**TEXTO FORNECIDO**
++++++++

Por que algumas pessoas se sentem tão traídas pela democracia tradicional? Uma nova pesquisa publicada em Political Psychology revela que a resposta pode estar menos nas instituições políticas e mais na psicologia coletiva. O estudo mostra que quem acredita que sua visão política é amplamente compartilhada — mesmo quando não é — tem maior probabilidade de adotar atitudes populistas. Além disso, também tendem a desconfiar das instituições democráticas e defender que a “vontade do povo” deve prevalecer sobre a dos representantes eleitos.
Essas percepções distorcidas de consenso, conhecidas como efeito de falso consenso, sugerem que pessoas projetam suas próprias opiniões sobre a sociedade como um todo. Quando esses indivíduos veem os políticos tomando decisões contrárias às suas expectativas, interpretam isso como uma rejeição deliberada da vontade popular. Assim, alimentando o sentimento de “nós contra eles” que caracteriza movimentos populistas em todo o mundo.

++++++++

**TAREFAS A REALIZAR**
1) Segundo o texto sobre populismo, em que publicação saiu a nova pesquisa mencionada?
2) Prossiga com o texto sobre populismo e falso consenso a partir da última frase dele.
Os dados não são necessários para resolver nada aqui.

++++++++

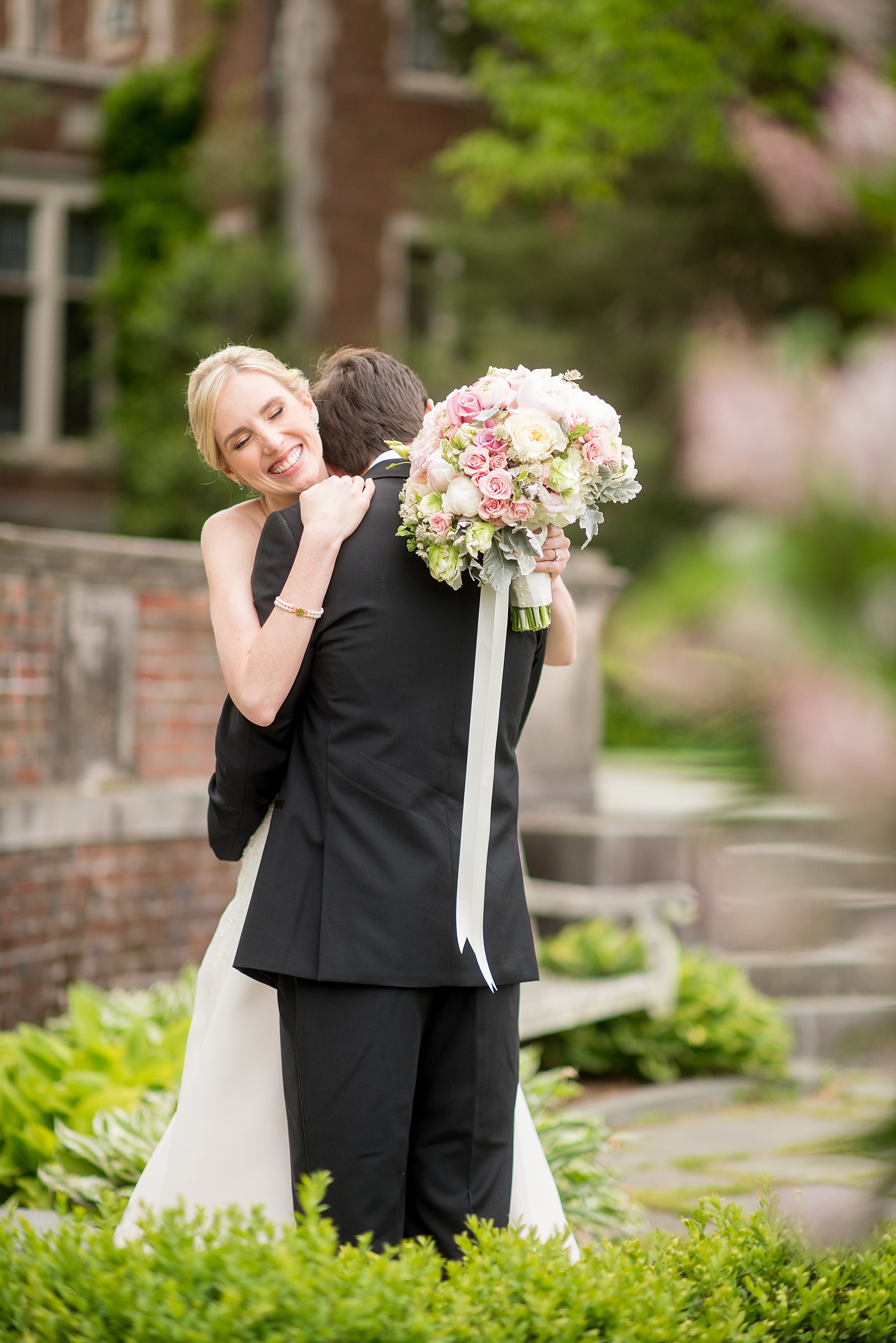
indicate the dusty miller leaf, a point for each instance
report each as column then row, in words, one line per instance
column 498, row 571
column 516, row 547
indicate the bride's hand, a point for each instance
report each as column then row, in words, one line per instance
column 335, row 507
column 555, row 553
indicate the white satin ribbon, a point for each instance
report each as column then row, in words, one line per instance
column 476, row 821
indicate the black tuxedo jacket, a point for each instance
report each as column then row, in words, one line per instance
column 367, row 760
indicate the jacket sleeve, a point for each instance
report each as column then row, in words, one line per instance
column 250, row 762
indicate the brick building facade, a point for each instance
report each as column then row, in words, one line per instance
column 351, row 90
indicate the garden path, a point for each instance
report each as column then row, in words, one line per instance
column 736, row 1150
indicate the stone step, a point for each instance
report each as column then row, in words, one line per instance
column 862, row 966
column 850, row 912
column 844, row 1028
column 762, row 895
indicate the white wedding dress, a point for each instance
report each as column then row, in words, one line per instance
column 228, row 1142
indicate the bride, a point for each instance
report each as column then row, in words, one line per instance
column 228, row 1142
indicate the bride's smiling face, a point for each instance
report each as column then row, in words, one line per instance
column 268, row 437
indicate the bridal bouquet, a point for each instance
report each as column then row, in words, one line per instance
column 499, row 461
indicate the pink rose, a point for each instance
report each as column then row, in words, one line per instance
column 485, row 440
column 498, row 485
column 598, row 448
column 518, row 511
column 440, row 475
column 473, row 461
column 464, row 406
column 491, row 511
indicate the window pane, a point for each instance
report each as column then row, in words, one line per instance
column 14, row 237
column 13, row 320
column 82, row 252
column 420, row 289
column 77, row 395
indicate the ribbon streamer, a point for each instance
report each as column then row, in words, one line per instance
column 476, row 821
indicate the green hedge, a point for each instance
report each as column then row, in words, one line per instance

++++++++

**RESPOSTAS ÀS TAREFAS**
1) Em Political Psychology.

2)
O estudo analisou dados de um amplo levantamento representativo na Alemanha, englobando cerca de 3.500 adultos. Foram avaliadas opiniões sobre temas polêmicos — desde restrições da pandemia até impostos para ricos, direito de asilo e cotas de gênero. Os participantes também estimaram quantos alemães compartilhavam suas posições, permitindo aos pesquisadores medir o grau de ilusão de consenso de cada um.
Como Crenças De Falso Consenso Potencializam A Desconfiança E O Populismo
O levantamento foi além de medir opiniões: utilizou escalas reconhecidas para mapear o perfil populista dos entrevistados. Essas escalas abordam três elementos centrais do populismo: a crença na “vontade moralmente pura” do povo, a visão dos elites como corruptos e a tendência de ver a política em termos de luta do bem contra o mal. Os resultados foram contundentes: quanto mais forte a crença de falso consenso, maior o apoio à ideia de que as decisões políticas deveriam refletir diretamente a vontade popular, sem mediação dos representantes.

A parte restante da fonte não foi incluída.